Write the data below out exactly as it stands. Do not include the pictures.

==== Recorded information ====

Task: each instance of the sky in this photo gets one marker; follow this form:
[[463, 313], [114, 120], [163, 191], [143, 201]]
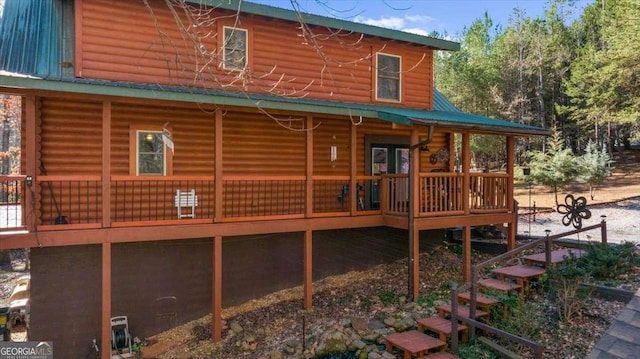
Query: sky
[[424, 16]]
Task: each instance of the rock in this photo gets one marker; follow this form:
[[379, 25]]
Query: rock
[[359, 325], [358, 344], [236, 327], [249, 337], [331, 342], [389, 321], [291, 346], [405, 324]]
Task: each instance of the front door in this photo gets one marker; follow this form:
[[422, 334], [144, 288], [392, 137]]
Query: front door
[[387, 159]]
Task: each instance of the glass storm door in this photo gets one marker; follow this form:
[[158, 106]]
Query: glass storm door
[[387, 159]]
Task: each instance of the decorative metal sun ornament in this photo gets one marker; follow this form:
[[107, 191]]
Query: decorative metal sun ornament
[[574, 210]]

====

→ **Result for this task**
Task: each instance of the sky in this photo gets one marker; follow this form:
[[463, 313], [114, 120], [163, 191], [143, 201]]
Query: sky
[[424, 16]]
Task: each instance of the rock in this photo gets one marker; follow this form:
[[379, 25]]
Query: rock
[[359, 325], [358, 344], [236, 327], [249, 337], [331, 342], [389, 321], [291, 346], [405, 324]]
Task: each instance of the front door in this photo gets one marker; follow this form:
[[422, 334], [144, 288], [392, 137]]
Query: front door
[[387, 159]]
Task: each instance of the glass storm door in this photo gets one marker; follow this form:
[[158, 106]]
Query: glass storm door
[[387, 159]]
Task: each instance of the decorative metal sun ornament in this photo gets one marker; follow this form:
[[107, 191]]
Query: decorative metal sun ornament
[[574, 210]]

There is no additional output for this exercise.